Le contre-projet du Conseil fédéral à l’initiative sur la caisse unique ressemble à un petit chef d’oeuvre de compromis. Qui se retrouve avec tout le monde contre lui. Cherchez l’erreur.
Ruth Dreifuss et Pascal Couchepin s’y étaient cassé les dents, qu’ils avaient pourtant longues et solides. La Lamal, on le sait, ça fait mal, et tout ministre de la santé qui s’y frotte finit par s’y piquer. D’autant mieux qu’il doit toujours finir par s’y frotter, quels que soient ses efforts pour échapper au serpent de mer.
C’est donc au tour d’Alain Berset, le Mozart du ni oui ni non, le Messi du verre à moitié plein à moitié vide, d’entrer dans le tourniquet. Avec dès le départ un handicap de taille: devoir contrer ce qui reste tout de même l’un des plus piaffants chevaux de bataille de son parti — la caisse unique. Le ministre aura déjà au moins réussi à convaincre le Conseil fédéral d’y aller de son contre-projet face à l’initiative de la gauche, des syndicats et des associations de patients, intitulée «Pour une caisse publique d’assurance maladie».

[Enregistrements fournis]

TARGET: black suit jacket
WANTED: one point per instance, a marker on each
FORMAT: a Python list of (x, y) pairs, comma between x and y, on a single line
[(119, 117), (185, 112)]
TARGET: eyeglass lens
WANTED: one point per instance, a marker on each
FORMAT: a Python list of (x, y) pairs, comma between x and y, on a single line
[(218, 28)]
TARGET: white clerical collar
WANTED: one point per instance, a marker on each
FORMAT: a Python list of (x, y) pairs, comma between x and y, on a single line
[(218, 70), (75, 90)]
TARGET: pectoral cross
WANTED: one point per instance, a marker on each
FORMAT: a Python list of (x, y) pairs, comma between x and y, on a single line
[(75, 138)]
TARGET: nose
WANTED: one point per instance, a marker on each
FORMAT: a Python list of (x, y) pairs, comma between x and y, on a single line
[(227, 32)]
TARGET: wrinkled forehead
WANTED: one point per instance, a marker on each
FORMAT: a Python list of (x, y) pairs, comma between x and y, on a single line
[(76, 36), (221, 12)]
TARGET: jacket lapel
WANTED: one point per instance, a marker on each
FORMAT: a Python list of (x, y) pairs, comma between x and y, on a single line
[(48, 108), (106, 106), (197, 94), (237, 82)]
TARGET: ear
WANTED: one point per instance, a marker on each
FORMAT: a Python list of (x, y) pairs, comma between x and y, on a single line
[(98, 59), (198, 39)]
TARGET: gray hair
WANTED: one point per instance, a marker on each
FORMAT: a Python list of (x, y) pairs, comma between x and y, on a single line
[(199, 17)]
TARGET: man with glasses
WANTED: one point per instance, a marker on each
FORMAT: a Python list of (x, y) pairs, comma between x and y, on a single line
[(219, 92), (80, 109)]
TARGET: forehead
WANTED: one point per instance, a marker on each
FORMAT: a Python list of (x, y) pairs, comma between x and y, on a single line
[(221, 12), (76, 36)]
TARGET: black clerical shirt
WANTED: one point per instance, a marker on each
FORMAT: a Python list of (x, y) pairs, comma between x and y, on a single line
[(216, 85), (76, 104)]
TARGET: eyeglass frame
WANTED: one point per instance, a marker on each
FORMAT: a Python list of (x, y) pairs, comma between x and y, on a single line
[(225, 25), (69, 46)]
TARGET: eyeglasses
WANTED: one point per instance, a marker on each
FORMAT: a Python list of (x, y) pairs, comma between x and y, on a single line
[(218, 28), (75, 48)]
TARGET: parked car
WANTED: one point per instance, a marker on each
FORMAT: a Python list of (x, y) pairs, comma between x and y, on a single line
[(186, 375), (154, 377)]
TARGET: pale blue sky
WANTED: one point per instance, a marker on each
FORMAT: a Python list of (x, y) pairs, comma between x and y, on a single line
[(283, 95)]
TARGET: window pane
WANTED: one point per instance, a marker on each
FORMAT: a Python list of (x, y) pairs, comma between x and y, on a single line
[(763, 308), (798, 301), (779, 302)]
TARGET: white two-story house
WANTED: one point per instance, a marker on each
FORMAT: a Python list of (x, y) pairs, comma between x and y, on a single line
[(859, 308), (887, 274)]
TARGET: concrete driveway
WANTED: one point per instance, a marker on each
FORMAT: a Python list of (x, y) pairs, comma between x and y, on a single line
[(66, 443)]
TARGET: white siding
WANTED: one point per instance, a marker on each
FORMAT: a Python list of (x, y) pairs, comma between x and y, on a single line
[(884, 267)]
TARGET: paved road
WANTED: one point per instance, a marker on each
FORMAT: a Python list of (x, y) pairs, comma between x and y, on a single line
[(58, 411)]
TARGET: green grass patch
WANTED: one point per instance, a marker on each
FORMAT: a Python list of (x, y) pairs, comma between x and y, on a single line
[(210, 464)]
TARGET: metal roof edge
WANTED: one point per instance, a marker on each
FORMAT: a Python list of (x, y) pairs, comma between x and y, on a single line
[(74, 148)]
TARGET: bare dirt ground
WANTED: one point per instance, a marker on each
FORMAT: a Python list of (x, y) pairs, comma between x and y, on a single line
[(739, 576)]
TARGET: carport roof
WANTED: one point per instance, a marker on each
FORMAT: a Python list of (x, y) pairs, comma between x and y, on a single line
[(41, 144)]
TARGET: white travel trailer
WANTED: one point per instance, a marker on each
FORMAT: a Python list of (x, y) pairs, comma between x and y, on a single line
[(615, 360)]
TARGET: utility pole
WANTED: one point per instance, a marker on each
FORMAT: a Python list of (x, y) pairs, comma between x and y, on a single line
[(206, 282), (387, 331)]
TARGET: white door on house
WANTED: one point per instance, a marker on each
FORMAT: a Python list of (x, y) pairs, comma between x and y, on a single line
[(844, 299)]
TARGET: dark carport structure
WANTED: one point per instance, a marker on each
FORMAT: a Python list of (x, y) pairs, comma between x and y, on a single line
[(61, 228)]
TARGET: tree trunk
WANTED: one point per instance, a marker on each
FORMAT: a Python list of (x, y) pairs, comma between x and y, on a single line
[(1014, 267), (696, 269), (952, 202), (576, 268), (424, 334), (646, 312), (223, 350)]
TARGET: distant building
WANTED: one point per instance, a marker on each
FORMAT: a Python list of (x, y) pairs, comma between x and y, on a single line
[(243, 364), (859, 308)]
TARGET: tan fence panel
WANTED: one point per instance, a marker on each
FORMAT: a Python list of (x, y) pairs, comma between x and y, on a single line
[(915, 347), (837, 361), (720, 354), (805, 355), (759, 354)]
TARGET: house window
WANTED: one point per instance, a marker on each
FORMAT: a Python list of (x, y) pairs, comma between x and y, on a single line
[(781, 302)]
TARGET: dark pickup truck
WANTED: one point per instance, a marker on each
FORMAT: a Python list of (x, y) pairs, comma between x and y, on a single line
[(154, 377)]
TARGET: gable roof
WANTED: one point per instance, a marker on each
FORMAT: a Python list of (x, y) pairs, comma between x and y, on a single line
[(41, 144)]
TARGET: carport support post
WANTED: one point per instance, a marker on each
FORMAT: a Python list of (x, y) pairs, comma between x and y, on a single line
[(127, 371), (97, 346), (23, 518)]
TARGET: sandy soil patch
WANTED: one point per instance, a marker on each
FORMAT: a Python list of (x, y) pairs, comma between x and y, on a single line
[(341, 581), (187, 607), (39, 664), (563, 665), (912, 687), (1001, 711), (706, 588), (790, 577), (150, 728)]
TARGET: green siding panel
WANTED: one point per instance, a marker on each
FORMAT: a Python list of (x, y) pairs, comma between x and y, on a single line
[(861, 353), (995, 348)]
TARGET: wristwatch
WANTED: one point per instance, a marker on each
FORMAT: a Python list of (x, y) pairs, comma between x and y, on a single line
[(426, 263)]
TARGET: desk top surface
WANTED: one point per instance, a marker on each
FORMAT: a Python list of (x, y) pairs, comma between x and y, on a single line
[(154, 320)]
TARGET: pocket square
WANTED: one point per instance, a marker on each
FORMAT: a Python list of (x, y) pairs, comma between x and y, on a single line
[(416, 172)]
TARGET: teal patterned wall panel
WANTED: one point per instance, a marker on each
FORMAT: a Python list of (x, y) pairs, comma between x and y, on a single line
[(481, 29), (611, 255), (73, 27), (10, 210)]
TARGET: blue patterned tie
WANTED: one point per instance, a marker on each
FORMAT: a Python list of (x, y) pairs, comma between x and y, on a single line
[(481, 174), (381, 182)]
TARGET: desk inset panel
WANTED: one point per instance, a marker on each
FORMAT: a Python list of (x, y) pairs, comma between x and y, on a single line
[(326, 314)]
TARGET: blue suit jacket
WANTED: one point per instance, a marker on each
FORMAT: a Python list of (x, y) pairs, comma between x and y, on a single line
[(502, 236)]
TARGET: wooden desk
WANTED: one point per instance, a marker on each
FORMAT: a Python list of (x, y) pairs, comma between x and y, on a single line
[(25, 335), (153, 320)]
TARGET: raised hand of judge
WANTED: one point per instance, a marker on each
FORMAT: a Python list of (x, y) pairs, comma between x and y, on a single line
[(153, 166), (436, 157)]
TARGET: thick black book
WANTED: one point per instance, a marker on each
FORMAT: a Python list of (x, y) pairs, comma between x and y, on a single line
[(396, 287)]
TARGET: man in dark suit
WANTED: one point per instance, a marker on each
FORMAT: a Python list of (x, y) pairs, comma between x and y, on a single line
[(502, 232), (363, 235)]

[Consigne] Réécrivez le passage du texte sur la caisse unique allant de «Ruth Dreifuss et» jusqu'à «serpent de mer.», en y remplaçant «serpent de mer» par «monstre du Loch Ness».

[Résultat]
Ruth Dreifuss et Pascal Couchepin s’y étaient cassé les dents, qu’ils avaient pourtant longues et solides. La Lamal, on le sait, ça fait mal, et tout ministre de la santé qui s’y frotte finit par s’y piquer. D’autant mieux qu’il doit toujours finir par s’y frotter, quels que soient ses efforts pour échapper au monstre du Loch Ness.